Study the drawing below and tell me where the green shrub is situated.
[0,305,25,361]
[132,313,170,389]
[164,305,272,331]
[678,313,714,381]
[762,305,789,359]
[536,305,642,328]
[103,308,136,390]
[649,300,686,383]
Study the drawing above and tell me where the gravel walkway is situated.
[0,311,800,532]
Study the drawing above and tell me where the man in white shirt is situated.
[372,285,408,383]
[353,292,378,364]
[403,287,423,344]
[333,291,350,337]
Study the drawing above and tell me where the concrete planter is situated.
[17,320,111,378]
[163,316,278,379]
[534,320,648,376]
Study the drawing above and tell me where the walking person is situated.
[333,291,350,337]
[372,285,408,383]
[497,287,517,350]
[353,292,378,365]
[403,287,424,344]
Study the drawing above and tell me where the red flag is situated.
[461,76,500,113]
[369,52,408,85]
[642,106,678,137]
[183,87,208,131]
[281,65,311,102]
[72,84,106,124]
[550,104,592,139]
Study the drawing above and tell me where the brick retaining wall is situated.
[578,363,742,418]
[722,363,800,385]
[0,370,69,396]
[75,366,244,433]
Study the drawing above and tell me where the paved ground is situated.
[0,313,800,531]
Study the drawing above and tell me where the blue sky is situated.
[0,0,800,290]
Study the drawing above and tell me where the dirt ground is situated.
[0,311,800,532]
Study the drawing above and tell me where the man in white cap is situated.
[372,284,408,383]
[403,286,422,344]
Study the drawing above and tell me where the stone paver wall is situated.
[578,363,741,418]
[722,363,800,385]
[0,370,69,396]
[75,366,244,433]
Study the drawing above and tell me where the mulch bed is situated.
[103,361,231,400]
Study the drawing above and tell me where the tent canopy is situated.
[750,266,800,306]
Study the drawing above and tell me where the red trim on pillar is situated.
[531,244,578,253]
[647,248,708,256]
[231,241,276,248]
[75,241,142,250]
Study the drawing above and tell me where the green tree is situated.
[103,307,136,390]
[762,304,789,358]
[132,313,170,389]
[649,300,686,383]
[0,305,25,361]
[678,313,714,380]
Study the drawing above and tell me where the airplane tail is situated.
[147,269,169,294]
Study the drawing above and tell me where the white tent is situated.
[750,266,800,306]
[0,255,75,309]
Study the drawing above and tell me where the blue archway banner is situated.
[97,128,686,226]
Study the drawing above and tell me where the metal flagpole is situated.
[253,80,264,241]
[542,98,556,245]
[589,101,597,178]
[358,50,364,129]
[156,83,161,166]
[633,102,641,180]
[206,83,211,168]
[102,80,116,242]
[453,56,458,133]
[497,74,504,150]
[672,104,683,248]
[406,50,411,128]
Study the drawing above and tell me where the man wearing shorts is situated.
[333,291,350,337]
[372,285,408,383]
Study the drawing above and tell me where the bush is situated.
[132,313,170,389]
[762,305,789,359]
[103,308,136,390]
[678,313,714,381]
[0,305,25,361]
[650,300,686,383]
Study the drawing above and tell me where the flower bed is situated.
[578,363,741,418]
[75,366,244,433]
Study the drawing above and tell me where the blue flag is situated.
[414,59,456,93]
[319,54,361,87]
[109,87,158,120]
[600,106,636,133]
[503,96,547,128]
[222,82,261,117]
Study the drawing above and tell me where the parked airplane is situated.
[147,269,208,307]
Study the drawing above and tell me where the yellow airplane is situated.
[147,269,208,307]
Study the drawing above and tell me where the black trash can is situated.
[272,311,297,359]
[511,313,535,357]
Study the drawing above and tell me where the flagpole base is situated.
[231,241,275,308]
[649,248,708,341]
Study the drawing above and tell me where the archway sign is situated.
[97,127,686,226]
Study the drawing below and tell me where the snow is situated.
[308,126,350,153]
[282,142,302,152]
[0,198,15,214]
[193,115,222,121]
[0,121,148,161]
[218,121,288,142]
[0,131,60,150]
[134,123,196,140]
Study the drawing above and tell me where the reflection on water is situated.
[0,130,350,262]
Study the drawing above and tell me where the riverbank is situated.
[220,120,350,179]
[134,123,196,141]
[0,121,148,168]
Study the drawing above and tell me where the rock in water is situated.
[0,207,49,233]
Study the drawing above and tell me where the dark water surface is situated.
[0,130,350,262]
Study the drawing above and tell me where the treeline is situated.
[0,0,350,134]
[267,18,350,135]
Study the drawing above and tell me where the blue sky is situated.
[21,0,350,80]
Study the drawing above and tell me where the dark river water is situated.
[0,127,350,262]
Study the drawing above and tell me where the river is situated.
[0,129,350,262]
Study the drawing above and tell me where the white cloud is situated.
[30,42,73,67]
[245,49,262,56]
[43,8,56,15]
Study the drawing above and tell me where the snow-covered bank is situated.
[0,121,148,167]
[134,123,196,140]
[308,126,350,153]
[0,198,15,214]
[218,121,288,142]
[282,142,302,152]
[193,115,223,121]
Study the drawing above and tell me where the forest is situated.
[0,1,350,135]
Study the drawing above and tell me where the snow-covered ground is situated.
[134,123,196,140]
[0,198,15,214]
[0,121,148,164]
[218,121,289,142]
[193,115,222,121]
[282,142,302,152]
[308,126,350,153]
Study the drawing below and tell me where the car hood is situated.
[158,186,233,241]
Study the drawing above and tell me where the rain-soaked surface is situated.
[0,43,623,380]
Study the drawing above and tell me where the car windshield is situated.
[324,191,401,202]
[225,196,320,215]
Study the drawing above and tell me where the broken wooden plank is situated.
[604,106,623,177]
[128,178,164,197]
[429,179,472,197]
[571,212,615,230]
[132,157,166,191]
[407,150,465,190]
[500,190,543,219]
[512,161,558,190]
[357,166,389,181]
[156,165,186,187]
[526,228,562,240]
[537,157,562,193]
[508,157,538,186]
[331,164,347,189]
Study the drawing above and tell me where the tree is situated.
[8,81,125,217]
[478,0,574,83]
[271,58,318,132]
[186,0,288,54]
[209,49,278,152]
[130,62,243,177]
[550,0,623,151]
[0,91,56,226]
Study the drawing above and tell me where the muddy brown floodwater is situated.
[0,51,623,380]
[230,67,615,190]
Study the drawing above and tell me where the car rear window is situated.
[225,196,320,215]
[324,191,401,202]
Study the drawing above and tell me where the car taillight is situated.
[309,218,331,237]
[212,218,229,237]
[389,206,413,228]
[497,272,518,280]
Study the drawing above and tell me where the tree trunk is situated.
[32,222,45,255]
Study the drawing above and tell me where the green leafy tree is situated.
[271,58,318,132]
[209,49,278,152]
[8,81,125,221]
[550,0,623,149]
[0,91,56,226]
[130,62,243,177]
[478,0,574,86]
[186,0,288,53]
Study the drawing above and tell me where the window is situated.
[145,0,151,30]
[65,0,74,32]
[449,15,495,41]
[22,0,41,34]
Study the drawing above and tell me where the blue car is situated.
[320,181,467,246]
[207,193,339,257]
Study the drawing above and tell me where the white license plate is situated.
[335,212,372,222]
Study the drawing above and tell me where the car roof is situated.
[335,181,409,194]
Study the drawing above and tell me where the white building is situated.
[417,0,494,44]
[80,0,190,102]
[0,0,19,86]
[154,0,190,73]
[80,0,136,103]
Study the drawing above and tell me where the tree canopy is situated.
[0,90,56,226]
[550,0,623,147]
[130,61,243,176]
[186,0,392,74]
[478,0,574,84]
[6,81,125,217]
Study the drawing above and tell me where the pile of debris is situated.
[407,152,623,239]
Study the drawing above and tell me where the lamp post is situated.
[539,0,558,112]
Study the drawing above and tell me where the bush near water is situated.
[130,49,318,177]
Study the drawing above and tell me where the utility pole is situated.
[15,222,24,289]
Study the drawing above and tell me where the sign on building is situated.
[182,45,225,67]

+===+

--- PROBLEM TO WORK ON ---
Reproduce all of the material above verbatim, line by line.

--- SOLUTION FOR THIS TASK ---
Study the drawing below and tell me where the green shrub is situated.
[0,305,25,361]
[132,313,170,389]
[164,305,272,331]
[678,313,714,381]
[762,305,789,359]
[536,305,642,328]
[103,308,136,390]
[649,300,686,383]
Study the drawing above and tell me where the gravel walkway is situated.
[0,311,800,532]
Study the drawing above and tell me where the man in white shirt is situated.
[372,285,408,383]
[353,292,378,364]
[403,287,423,344]
[333,291,350,337]
Study the drawing above and tell me where the concrete planter is situated.
[17,320,111,378]
[163,316,278,379]
[534,320,648,376]
Study the drawing above and tell me where the walking person is situated.
[333,291,350,337]
[372,285,408,383]
[497,287,517,350]
[353,292,378,365]
[403,287,424,344]
Study the drawing above and tell me where the red flag is situated.
[461,76,500,113]
[369,52,408,85]
[642,106,678,137]
[183,87,208,131]
[281,65,311,102]
[72,84,106,124]
[550,104,592,139]
Study the drawing above and tell me where the brick retaining wall is situated.
[578,363,742,418]
[722,363,800,385]
[0,370,69,396]
[75,366,244,433]
Study the drawing above and tell me where the paved ground is situated.
[0,313,800,531]
Study the drawing above and tell me where the blue sky is situated.
[0,0,800,290]
Study the drawing above and tell me where the dirt ground is situated.
[0,311,800,532]
Study the drawing above and tell me where the man in white cap is situated.
[372,284,408,383]
[403,286,422,344]
Study the drawing above and tell me where the stone paver wall is situated.
[578,363,741,418]
[722,363,800,385]
[0,370,69,396]
[75,366,244,433]
Study the drawing above and tell me where the mulch bed is situated.
[103,361,231,400]
Study the drawing above and tell me where the tent canopy is situated.
[750,266,800,306]
Study the drawing above and tell me where the red trim on pillar is situated.
[531,244,578,253]
[647,248,708,256]
[231,241,276,248]
[75,241,142,250]
Study the drawing above and tell me where the green tree is situated.
[103,307,136,390]
[762,304,789,358]
[132,313,170,389]
[649,300,686,383]
[0,305,25,361]
[678,313,714,380]
Study the drawing above and tell me where the airplane tail is situated.
[147,269,169,294]
Study the drawing above and tell me where the white tent is situated.
[750,266,800,306]
[0,255,75,309]
Study the drawing above and tell me where the blue archway banner is situated.
[97,128,686,226]
Study the drawing above and tell me where the metal flagpole is situated.
[253,80,264,241]
[542,98,556,245]
[589,101,597,178]
[358,50,364,129]
[156,83,161,166]
[633,102,641,180]
[206,83,211,168]
[102,80,116,242]
[453,56,458,133]
[497,74,504,150]
[672,104,683,248]
[406,50,411,128]
Study the drawing above and tell me where the man wearing shorts is situated.
[333,291,350,337]
[372,285,408,383]
Study the drawing above and tell me where the bush is situated.
[132,313,170,389]
[762,305,789,359]
[103,308,136,390]
[678,313,714,381]
[0,305,25,361]
[650,300,686,383]
Study the drawing above and tell me where the flower bed is situated.
[578,363,741,418]
[75,366,244,433]
Study the drawing above and tell me where the blue flag is situated.
[414,59,456,93]
[319,54,361,87]
[109,87,158,120]
[600,106,636,133]
[503,96,547,128]
[222,82,261,117]
Study the drawing above and tell me where the parked airplane is situated.
[147,269,208,307]
Study the drawing above and tell me where the yellow airplane is situated.
[147,269,208,307]
Study the drawing above and tell me where the black trash can is situated.
[272,311,297,359]
[511,313,535,357]
Study the drawing above and tell me where the flagpole base is situated.
[231,241,275,308]
[649,248,708,341]
Study the drawing above and tell me where the archway sign is situated.
[97,127,686,226]
Study the drawing below and tell me where the snow is situated.
[308,126,350,153]
[282,142,302,152]
[0,198,15,214]
[193,115,222,121]
[0,121,148,161]
[218,121,288,142]
[0,131,60,150]
[134,123,196,140]
Study the drawing above and tell me where the reflection on water is situated.
[0,130,350,262]
Study the drawing above and tell me where the riverbank is situated.
[220,120,350,179]
[134,123,196,141]
[0,121,148,168]
Study the drawing above and tell me where the rock in water is situated.
[0,207,49,233]
Study the drawing above and tell me where the dark water surface is situated.
[0,130,350,262]
Study the drawing above and tell me where the treeline is situated.
[0,0,350,134]
[267,18,350,135]
Study the drawing above and tell me where the blue sky is situated.
[21,0,350,80]
Study the drawing above and tell me where the dark river water is situated.
[0,127,350,262]
Study the drawing above and tell me where the river is situated.
[0,129,350,262]
Study the drawing above and tell me where the white cloud is situated.
[30,42,73,67]
[245,49,262,56]
[43,8,56,15]
Study the drawing above and tell me where the snow-covered bank is situated.
[0,121,148,167]
[134,123,196,140]
[308,126,350,153]
[0,198,15,214]
[218,121,288,142]
[282,142,302,152]
[193,115,223,121]
Study the drawing above and tell me where the forest is situated.
[0,1,350,135]
Study the drawing above and tell me where the snow-covered ground is situated.
[134,123,196,140]
[0,198,15,214]
[0,121,148,164]
[218,121,289,142]
[193,115,222,121]
[282,142,302,152]
[308,126,350,153]
Study the drawing below and tell me where the car hood is situated.
[158,186,233,241]
Study the drawing above and tell me where the rain-soaked surface is situated.
[0,43,623,380]
Study the drawing above and tell me where the car windshield is situated.
[324,191,401,202]
[225,196,320,215]
Study the drawing above and tell me where the broken wooden plank is situated.
[604,106,623,177]
[128,178,164,197]
[429,179,472,197]
[571,212,615,230]
[132,157,166,191]
[407,150,465,190]
[500,190,543,219]
[512,161,558,190]
[357,166,389,181]
[156,165,186,187]
[526,228,562,240]
[537,157,562,193]
[508,157,538,186]
[331,164,347,189]
Study the drawing above and tell me where the tree is situated.
[8,81,125,217]
[478,0,574,83]
[271,58,318,132]
[186,0,288,54]
[209,49,278,152]
[130,62,243,177]
[550,0,623,151]
[0,91,56,226]
Study the drawing above and tell me where the muddy brown floodwater is situated.
[0,51,623,380]
[230,67,615,190]
Study the drawing above and tell me where the car rear window is situated.
[225,196,320,215]
[324,191,401,202]
Study the drawing above and tell me where the car taillight is situated.
[309,218,331,237]
[212,218,229,237]
[389,206,413,228]
[497,272,518,280]
Study the drawing above and tell me where the tree trunk is situated.
[32,222,45,255]
Study the drawing above and tell me where the green leafy tree is situated.
[271,58,318,132]
[209,49,278,152]
[8,81,125,221]
[550,0,623,149]
[0,91,56,226]
[130,62,243,177]
[478,0,574,86]
[186,0,288,53]
Study the drawing above and tell me where the window is situated.
[145,0,151,30]
[65,0,74,32]
[449,15,495,41]
[22,0,41,34]
Study the drawing above and tell me where the blue car is situated.
[320,181,467,246]
[207,193,339,257]
Study the drawing above and tell me where the white license plate is situated.
[335,212,372,222]
Study the drawing above and tell me where the car roof is situated.
[335,181,409,194]
Study the drawing above and tell me where the white building is situated.
[417,0,494,44]
[80,0,190,102]
[0,0,19,86]
[154,0,190,73]
[80,0,136,103]
Study the drawing above and tell me where the tree canopy is situated.
[0,90,56,226]
[550,0,623,147]
[130,61,243,176]
[186,0,392,74]
[478,0,574,84]
[6,81,125,217]
Study the drawing above and tell me where the pile of debris is situated.
[407,152,623,239]
Study the drawing above and tell me where the lamp post is situated.
[539,0,558,112]
Study the drawing above and tell me where the bush near water is situated.
[130,49,318,177]
Study the drawing above and tell me where the utility pole is situated.
[15,222,24,289]
Study the drawing above and tell me where the sign on building is situated.
[182,45,225,67]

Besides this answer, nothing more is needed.